[Point-based annotation data]
- - - -

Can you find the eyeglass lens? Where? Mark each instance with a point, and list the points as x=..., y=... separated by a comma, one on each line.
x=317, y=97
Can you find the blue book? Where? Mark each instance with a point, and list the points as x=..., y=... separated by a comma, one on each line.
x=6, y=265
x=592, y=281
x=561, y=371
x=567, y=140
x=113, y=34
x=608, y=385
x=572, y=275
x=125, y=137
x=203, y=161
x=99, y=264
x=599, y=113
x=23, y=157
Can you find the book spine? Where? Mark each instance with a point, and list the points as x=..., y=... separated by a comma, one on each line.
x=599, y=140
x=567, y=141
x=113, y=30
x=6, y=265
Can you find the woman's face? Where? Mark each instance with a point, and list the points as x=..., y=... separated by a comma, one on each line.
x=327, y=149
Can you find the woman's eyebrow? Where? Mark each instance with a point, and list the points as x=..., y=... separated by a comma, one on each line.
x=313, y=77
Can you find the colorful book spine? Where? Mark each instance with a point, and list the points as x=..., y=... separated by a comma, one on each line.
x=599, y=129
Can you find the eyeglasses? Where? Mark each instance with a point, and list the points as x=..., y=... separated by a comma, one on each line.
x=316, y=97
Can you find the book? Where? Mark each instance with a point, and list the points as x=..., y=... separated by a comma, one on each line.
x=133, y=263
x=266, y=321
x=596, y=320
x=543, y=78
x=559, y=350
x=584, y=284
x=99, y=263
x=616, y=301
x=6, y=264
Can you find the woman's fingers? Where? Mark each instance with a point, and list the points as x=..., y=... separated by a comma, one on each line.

- - - -

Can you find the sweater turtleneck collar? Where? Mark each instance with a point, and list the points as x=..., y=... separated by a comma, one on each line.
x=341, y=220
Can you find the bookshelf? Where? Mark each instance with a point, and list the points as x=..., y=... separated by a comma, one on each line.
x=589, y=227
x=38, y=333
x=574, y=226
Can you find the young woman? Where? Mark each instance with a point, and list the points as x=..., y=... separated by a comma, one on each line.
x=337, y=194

- - - -

What is asked: Copy the records starting at the line containing "Can you find the bookshelf?" and ending at the line containing "x=337, y=194", renaming "bookshelf" to "bookcase" and leaving all else unchanged.

Exercise answer:
Can you find the bookcase? Where? Mark each instance with a point, and list the points as x=..., y=... separated by a comma, one on each line.
x=589, y=227
x=38, y=333
x=574, y=226
Can you find the young woman? Where? Mark each instance with a point, and list the points as x=..., y=... separated by a comma, one on each line.
x=337, y=194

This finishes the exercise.